I am reading this book (page 215) and I found in the bottom of this page an interesting relation that I want to use. The relation is
$$||A||_2 = \sqrt{\frac{||A||_F^2 + \sqrt{||A||_F^4 – 4 (\mathrm{det}\:A)^2}}{2}},$$ where
$$A = \begin{bmatrix}a & b \\ c & d\end{bmatrix}$$ is a $2×2$ real matrix. The relation can be verified by using the definition of the spectral norm of $A$, i.e.,
$$||A||_2 = \sqrt{\lambda_\max (A^TA)}, $$ where $\lambda_\max (A^TA)$ is the maximum eigenvalue of $A^TA$. Solving
$$\mathrm{det}\: ( A^TA – \lambda \:I )=0$$ w.r.t. $\lambda$ we get the polynomial
$$p(\lambda) = \lambda^2 – ||A||_F^2\:\lambda + (\mathrm{det}\:A)^2=0$$ with discriminant
$$\Delta = ||A||_F^4 – 4(\mathrm{det} \:A)^2.$$ Thus, the maximum root of $p(\lambda)$ is
$$\lambda_\max(A^TA) = \frac{||A||_F^2 + \sqrt{||A||_F^4 – 4 (\mathrm{det}\:A)^2}}{2}$$ which is what the author in the book uses to get $||A||_2$, My question is, how do we know that $\Delta > 0$? Is there an inequality that gives an appropriate relation between $||A||_F$ and $\mathrm{det}\:A$ ? Could you please someone cast some light?
The author also has an exercise 2.8.8 where the square is missing in the determinant. Maybe it is a mistake.
Best Answer
For any $n \times n$ positive semidefinite matrix M we have
$$ \frac{\operatorname{tr}(M)}{n} \geq \operatorname{det}(M)^{1 / n} $$
And $A^T A$ is a special case of positive semidefinite matrix for any matrix $A$.
Since $\left(\operatorname{tr} A^{T} A\right)^{1 / 2} = \|A\|_{F}$ we have using the inequality above,
$$\|A\|_{F}^{4} = \left(\operatorname{tr} A^{T} A\right)^2 \geq n^2 (\det({A^TA}))^\frac{2}{n} = n^2 \det({A})^\frac{4}{n} $$
The special case for n=2 is given by :
$$\|A\|_{F}^{4} \geq 4 \det(A)^2$$
which is exactly what you want.
Of course there is possibly a much easier way to derive this inequality in the case of a $2 \times 2$ matrix !

_Written instruction a_
Can you convert everything in the entries from the line containing "For every instance of the concrete" down to the end of the entries into a numbered list, leaving out blank lines?
The forum thread above has no connection to the entries that follow it.

_Rows_
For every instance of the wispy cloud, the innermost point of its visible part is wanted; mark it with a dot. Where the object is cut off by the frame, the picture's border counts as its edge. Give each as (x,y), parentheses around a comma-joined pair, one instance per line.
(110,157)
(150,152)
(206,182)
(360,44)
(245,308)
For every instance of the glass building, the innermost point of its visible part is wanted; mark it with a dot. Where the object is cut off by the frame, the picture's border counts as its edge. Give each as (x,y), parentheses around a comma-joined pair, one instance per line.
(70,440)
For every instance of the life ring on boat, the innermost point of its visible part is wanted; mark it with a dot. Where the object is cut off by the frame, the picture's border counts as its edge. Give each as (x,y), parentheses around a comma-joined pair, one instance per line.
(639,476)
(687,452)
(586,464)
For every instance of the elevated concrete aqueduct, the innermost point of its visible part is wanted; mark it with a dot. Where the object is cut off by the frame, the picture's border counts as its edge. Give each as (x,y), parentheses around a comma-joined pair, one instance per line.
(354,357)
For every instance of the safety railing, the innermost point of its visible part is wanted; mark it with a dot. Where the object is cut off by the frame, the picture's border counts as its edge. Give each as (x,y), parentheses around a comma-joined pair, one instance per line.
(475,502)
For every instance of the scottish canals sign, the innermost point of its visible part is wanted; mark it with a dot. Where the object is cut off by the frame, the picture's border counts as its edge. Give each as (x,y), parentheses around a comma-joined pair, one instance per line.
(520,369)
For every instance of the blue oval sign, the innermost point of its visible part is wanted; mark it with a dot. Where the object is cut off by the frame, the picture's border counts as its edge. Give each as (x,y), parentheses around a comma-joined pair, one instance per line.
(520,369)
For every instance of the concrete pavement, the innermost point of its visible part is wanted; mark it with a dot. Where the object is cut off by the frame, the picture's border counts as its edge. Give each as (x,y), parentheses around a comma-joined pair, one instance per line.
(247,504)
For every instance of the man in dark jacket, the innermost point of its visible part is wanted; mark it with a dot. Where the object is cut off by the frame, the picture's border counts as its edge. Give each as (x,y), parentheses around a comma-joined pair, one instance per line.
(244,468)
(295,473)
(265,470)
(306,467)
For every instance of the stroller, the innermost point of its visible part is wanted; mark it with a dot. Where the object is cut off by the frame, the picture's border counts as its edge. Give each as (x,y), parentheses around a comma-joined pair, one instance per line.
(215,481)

_Written instruction b_
In the forum thread, which exercise is the square said to be missing from in the determinant?

_Problem solution a_
1. For every instance of the concrete pavement, the innermost point of its visible part is wanted; mark it with a dot. Where the object is cut off by the frame, the picture's border counts as its edge. Give each as (x,y), parentheses around a comma-joined pair, one instance per line.
2. (247,504)
3. For every instance of the man in dark jacket, the innermost point of its visible part is wanted; mark it with a dot. Where the object is cut off by the frame, the picture's border counts as its edge. Give each as (x,y), parentheses around a comma-joined pair, one instance per line.
4. (244,468)
5. (295,473)
6. (265,470)
7. (306,467)
8. For every instance of the stroller, the innermost point of its visible part is wanted; mark it with a dot. Where the object is cut off by the frame, the picture's border counts as its edge. Give each as (x,y), parentheses around a comma-joined pair, one instance per line.
9. (215,481)

_Problem solution b_
Exercise 2.8.8.